In this article, I focus on the second approach.
What is a value or outcome-based contract?
To put it simply, it’s a contract where the price depends on specific business outcomes or achievement of goals. To give you an example, consider Rolls-Royce’s Power by the Hour, where jet engines are sold by ‘the running (flying) hour’. The customer does not care about maintenance or repair costs, but only about the miles they get out of the engines.
The 3 common attributes of value/outcome-based contracts are:
- Focus on business outcomes, not tasks or activities
- Use of measurable performance indicators tied to these outcomes
- A pricing model that includes rewards for meeting outcomes and shares the risk of not meeting them.
What are the risks of outcome-based contracts?
There are a number of disadvantages and risks associated with such contracts, whether you are a customer or a supplier:
Is it possible to somehow mitigate these risks? Indeed it is, but it requires going away from the formal procedure of: “procurement sends the contract, the provider agrees, as they have no option to negotiate it, really”. We need to sit down together and come up with a tailored agreement that addresses these risks in specific scenarios.
When is a value/outcome-based contract a good fit?
Value-based contracts require deep trust between you and your provider. It may not be the best idea to start this type of contracting with a new vendor. Instead, rather ‘try them out’ on one of the standard contract types mentioned at the beginning of this article.
Also, as a customer, you must be able to switch the contracting for that specific project from procurement to business responsibility. No procurement would be able to negotiate such contract, because they do not have enough know-how about the business.
Most importantly, you must be ready to invest (or already have done) in strong data analytics competencies, systems and a corporate culture that works with data. These types of contracts are always based on data, and not on subjective opinions.
And finally, you must be ready to have a fully transparent model with your partner – they will see confidential information in the negotiation and contract execution phases.
A very good place to start such an agreement is in all types of growing or start-up businesses or business lines. In those instances you might not have enough cash up-front, but there is sufficient growth in the near future to support funding the IT investment. This way you can share the business risk (as well as potential benefit) of the entire operation with the IT provider who supports it.
________________
**WORK REQUEST A:** Reproduce the passage of the outcome-based contracts text from "What is a value" to "not meeting them.".
**WORK REQUEST B:** Translate this sentence from the outcome-based contracts text into Spanish: "Value-based contracts require deep trust between you and your provider."

**PROVIDED MATERIAL:**
________________
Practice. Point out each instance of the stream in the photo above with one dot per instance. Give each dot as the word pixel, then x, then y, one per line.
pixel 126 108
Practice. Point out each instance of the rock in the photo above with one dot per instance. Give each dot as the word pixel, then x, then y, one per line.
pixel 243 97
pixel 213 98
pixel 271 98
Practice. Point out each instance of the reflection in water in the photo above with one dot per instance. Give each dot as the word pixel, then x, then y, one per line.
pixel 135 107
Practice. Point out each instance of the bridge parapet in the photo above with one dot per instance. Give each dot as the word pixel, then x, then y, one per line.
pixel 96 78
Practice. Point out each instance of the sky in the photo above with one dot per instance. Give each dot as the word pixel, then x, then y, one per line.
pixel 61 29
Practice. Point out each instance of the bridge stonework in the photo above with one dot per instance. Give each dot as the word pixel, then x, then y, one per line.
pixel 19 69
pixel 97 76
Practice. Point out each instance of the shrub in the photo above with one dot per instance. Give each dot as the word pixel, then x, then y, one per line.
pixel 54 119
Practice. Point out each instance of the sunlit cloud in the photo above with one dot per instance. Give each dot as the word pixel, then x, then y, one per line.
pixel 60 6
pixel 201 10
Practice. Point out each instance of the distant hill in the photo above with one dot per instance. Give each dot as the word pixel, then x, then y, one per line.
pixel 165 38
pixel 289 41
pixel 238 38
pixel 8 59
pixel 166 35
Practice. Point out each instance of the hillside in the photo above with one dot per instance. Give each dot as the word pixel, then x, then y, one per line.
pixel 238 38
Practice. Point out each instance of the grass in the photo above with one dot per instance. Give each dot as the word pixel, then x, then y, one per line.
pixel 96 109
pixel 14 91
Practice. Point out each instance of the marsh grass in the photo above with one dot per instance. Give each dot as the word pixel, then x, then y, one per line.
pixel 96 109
________________
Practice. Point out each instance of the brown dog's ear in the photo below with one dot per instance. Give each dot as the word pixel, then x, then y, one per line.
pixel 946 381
________________
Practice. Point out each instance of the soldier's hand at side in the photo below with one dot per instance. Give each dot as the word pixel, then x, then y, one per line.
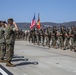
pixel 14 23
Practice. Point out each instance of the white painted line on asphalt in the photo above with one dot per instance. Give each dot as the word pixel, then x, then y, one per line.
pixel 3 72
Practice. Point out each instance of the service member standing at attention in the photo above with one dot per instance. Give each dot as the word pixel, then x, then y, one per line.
________________
**EXERCISE RESPONSE A:**
What is a value or outcome-based contract?
To put it simply, it’s a contract where the price depends on specific business outcomes or achievement of goals. To give you an example, consider Rolls-Royce’s Power by the Hour, where jet engines are sold by ‘the running (flying) hour’. The customer does not care about maintenance or repair costs, but only about the miles they get out of the engines.
The 3 common attributes of value/outcome-based contracts are:
- Focus on business outcomes, not tasks or activities
- Use of measurable performance indicators tied to these outcomes
- A pricing model that includes rewards for meeting outcomes and shares the risk of not meeting them.

**EXERCISE RESPONSE B:** Los contratos basados en el valor requieren una confianza profunda entre usted y su proveedor.